• [HOW TO COMPLETE THIS TASK]: In the FAQ text on the International Treaty below, on what date did the Treaty come into force?

• [PAGE TEXT]:
######

With the kind permission of FAO, we reproduce the text of the FAO FAQs, and have added our own set of FAQs relating more specifically to issues of particular interest to IRRI and breeders who obtain plant genetic resources for food and agriculture from IRRI.
FAO’s Frequently Asked Questions
The following are additional FAQs covering the implications of the International Treaty for accessing germplasm from IRRI. The questions have been compiled based on real enquiries, and the answers have been prepared in consultation with Bioversity International and other members of the System-wide Genetic Resources Programme:
What are "plant genetic resources for food and agriculture"?
The Treaty defines them as "any genetic material of plant origin of actual or potential value for food and agriculture".
What are the Treaty's objectives?
Its objectives are the conservation and sustainable use of plant genetic resources for food and agriculture and the fair and equitable sharing of benefits derived from their use, in harmony with the Convention on Biological Diversity, for sustainable agriculture and food security.
What is the Multilateral System for Access and Benefit-Sharing?
Through the Treaty, countries agree to establish an efficient, effective and transparent Multilateral System to facilitate access to plant genetic resources for food and agriculture, and to share the benefits in a fair and equitable way. The Multilateral System applies to over 64 major crops and forages. The Governing Body of the Treaty, which will be composed of the countries that have ratified it, will set out the conditions for access and benefit-sharing in a "Material Transfer Agreement".
What are the conditions for access in the Multilateral System?
Resources may be obtained from the Multilateral System for utilization and conservation in research, breeding and training. When a commercial product is developed using these resources, the Treaty provides for payment of an equitable share of the resulting monetary benefits, if this product may not be used without restriction by others for further research and breeding. If others may use it, payment is voluntary.
How does the Treaty protect Farmers' Rights?
The Treaty recognizes the enormous contribution that farmers and their communities have made and continue to make to the conservation and development of plant genetic resources. This is the basis for Farmers' Rights, which include the protection of traditional knowledge, and the right to participate equitably in benefit-sharing and in national decision-making about plant genetic resources. It gives governments the responsibility for implementing these rights.
Who benefits from the Treaty and how?
All benefit, in many ways:
When did the Treaty come into force?
The Treaty came into force on 29 June 2004; ninety days after forty governments had ratified it. Governments that have ratified it will make up its Governing Body. At its first meeting, this Governing Body will address important questions, such as the level, form and manner of monetary payments on commercialization, a standard Material Transfer Agreement for plant genetic resources, mechanisms to promote compliance with the Treaty, and the funding strategy.
Implications of the International Treaty for Accessing Germplasm from IRRI
The following are the additional FAQs covering the implications of the International Treaty for accessing germplasm from IRRI
What is the Standard Material Transfer Agreement?

######

• [GIVEN ENTRIES]:
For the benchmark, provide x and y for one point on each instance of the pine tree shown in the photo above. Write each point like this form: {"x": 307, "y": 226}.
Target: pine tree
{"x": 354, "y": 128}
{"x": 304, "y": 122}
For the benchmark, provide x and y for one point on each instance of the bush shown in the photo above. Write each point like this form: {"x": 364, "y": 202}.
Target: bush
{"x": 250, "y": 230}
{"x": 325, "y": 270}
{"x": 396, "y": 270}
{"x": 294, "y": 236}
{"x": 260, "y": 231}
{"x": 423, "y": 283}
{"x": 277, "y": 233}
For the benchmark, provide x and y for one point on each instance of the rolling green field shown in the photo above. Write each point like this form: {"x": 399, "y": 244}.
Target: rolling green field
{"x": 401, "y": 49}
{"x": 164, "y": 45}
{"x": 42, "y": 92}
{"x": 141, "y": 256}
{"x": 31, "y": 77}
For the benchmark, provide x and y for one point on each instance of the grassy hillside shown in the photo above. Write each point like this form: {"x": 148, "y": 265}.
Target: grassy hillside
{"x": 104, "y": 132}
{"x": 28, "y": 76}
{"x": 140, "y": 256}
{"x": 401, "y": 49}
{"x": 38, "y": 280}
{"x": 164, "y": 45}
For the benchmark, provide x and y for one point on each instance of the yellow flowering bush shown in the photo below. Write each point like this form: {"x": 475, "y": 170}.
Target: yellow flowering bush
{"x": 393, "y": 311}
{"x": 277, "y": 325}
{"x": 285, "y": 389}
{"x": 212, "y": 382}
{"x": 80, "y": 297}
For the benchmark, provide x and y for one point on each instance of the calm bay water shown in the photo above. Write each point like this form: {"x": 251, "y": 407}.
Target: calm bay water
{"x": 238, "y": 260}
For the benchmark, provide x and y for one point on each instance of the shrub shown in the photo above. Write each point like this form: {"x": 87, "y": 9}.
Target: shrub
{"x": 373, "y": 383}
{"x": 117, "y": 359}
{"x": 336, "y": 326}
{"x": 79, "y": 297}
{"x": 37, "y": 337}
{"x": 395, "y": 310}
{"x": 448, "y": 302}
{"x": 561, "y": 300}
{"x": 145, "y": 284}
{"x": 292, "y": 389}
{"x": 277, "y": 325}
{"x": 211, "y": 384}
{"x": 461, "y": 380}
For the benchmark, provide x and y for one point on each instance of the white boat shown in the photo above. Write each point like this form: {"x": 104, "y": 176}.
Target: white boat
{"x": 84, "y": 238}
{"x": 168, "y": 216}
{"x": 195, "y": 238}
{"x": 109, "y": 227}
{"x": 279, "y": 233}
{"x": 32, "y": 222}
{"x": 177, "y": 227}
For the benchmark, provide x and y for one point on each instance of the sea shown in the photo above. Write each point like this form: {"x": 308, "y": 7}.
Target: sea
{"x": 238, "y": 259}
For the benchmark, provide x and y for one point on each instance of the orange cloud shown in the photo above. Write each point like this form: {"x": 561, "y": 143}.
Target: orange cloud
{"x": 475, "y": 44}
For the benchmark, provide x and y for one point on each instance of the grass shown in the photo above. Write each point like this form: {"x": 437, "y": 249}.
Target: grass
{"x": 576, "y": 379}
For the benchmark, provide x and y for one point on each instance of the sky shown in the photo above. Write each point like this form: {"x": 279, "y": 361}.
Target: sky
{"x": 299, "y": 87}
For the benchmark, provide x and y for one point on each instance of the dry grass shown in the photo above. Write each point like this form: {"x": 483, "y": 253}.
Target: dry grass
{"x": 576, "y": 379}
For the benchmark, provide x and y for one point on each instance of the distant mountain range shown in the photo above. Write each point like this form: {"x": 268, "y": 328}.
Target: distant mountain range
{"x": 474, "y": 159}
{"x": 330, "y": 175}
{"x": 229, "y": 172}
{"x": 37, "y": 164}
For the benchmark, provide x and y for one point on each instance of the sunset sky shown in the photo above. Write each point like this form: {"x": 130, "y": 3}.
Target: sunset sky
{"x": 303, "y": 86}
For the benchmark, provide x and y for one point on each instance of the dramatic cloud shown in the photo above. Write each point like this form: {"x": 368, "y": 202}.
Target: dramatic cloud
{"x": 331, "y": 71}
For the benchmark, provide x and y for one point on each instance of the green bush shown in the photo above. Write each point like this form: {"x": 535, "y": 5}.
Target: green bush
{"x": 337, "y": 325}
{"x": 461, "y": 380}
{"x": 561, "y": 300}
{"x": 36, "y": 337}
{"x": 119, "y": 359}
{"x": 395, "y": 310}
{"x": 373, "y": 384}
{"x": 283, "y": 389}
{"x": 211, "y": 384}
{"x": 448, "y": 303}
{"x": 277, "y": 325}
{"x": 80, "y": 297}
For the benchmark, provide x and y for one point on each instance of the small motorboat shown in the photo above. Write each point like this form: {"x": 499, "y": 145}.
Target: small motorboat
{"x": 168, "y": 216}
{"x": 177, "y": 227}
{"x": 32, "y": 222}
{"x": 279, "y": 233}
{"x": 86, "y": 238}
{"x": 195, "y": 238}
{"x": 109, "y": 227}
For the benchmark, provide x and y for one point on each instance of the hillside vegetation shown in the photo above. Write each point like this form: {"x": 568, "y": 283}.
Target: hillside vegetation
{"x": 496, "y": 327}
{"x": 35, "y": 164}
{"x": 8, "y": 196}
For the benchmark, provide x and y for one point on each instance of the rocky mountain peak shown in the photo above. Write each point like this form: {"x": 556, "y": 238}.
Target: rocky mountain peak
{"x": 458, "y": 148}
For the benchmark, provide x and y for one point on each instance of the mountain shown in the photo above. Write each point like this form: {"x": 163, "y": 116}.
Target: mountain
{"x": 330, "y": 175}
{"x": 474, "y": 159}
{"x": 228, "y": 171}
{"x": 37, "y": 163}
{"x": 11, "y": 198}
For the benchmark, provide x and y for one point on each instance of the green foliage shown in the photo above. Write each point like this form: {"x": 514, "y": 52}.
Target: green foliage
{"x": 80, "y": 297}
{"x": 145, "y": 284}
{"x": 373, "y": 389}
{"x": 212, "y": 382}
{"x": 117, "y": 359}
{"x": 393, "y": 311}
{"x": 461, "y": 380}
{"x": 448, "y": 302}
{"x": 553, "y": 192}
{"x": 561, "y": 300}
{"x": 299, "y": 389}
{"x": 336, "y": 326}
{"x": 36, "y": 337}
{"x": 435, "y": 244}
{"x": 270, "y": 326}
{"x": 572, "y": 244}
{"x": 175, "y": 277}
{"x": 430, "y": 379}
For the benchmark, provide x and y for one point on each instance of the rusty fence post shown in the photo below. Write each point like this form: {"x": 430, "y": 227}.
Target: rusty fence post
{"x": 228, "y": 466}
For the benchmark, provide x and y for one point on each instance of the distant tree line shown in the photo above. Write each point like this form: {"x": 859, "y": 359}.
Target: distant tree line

######

• [REPLY]: 29 June 2004, ninety days after forty governments had ratified it.